* _Work to do_:
Which rows contain the string "comma"? Return each of those rows in full, treating uppercase and lowercase as distinct.

* _Recorded information_:

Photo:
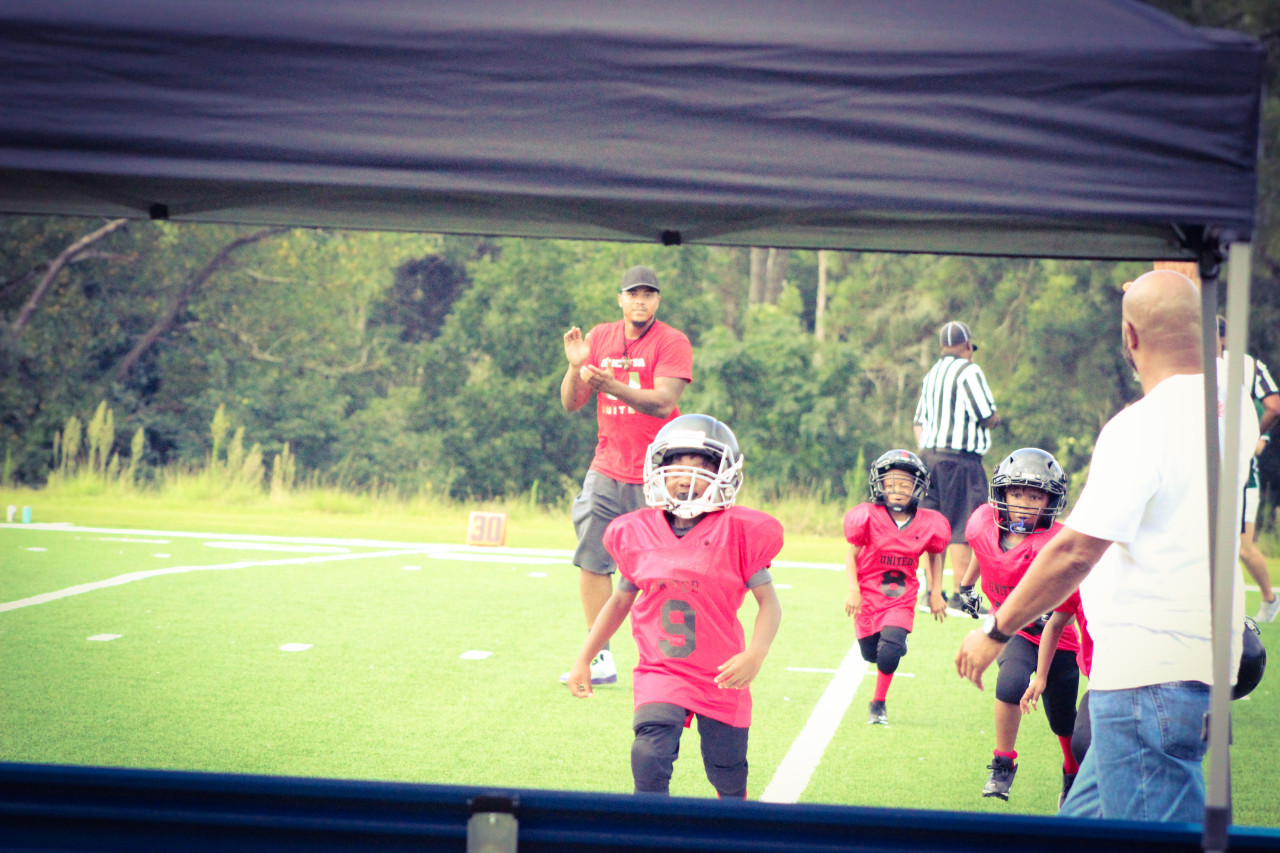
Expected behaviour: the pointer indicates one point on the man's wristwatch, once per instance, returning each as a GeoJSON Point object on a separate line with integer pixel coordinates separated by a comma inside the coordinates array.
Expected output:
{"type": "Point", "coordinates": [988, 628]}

---

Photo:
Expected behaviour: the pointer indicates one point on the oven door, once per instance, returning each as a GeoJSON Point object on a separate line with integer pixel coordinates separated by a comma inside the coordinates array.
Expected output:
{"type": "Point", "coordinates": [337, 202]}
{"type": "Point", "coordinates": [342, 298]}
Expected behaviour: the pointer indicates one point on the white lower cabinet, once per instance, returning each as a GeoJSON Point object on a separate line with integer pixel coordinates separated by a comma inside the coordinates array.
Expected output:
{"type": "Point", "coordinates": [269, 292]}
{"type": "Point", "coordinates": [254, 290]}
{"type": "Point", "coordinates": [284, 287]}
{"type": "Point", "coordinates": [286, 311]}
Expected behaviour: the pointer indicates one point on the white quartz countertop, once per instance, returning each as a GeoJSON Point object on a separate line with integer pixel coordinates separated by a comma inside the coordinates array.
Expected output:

--

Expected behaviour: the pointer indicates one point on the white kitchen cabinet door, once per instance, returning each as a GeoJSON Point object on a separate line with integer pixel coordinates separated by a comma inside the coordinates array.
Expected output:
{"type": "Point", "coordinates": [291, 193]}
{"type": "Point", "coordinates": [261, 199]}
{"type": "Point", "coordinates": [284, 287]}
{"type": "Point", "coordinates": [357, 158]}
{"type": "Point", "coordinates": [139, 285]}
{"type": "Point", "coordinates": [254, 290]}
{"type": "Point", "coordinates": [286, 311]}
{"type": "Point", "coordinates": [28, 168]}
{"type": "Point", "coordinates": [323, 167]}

* _Task output_:
Expected behaviour: the pointer indicates one point on the man's wristwatch, once per instance, returning each as a GeoJSON Point object on a separate line with integer pixel coordinates separated by a comma inside the coordinates array.
Expected behaviour: the pointer indicates one point on the oven door, once per instance, returning each as a GeoJSON Point object on a separate line with integer pixel coordinates separated by a comma inside the coordinates array.
Expected behaviour: the pointer indicates one point on the white lower cabinet, once per instance, returning each as a GeoJSON Point object on a separate line with integer pixel coordinates separated by a comma inside the coordinates array.
Expected behaviour: the pointer indicates one point on the white quartz countertop, once per instance, returning each as a GeoJSON Point object on a separate line with integer pixel coordinates separated by a comma inside the coordinates array.
Expected behaviour: the pointer indicates one point on the white kitchen cabinet door, once per instance, returning each as a GeoJSON Point object on a separate line with integer pixel coordinates separated by a comma inside the coordinates array.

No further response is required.